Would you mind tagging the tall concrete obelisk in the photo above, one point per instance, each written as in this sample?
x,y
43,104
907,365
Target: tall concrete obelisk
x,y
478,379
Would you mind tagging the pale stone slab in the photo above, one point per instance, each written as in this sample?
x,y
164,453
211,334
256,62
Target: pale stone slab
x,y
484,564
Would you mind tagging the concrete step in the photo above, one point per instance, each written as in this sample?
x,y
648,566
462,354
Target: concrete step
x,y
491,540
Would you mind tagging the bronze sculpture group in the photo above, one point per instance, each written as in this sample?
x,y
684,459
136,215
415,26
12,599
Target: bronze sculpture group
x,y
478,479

☆ ☆ ☆ ☆ ☆

▸ **Exercise**: Give back exactly the lines from the one containing "Target: concrete step" through the end of the listing above, with both ends included and nothing added.

▸ **Solution**:
Target: concrete step
x,y
491,540
Would you mind tagging the bronze sculpture group in the photo above, one point per instance, each written as in this sample?
x,y
684,459
136,215
415,26
12,599
Target: bronze sculpture group
x,y
478,479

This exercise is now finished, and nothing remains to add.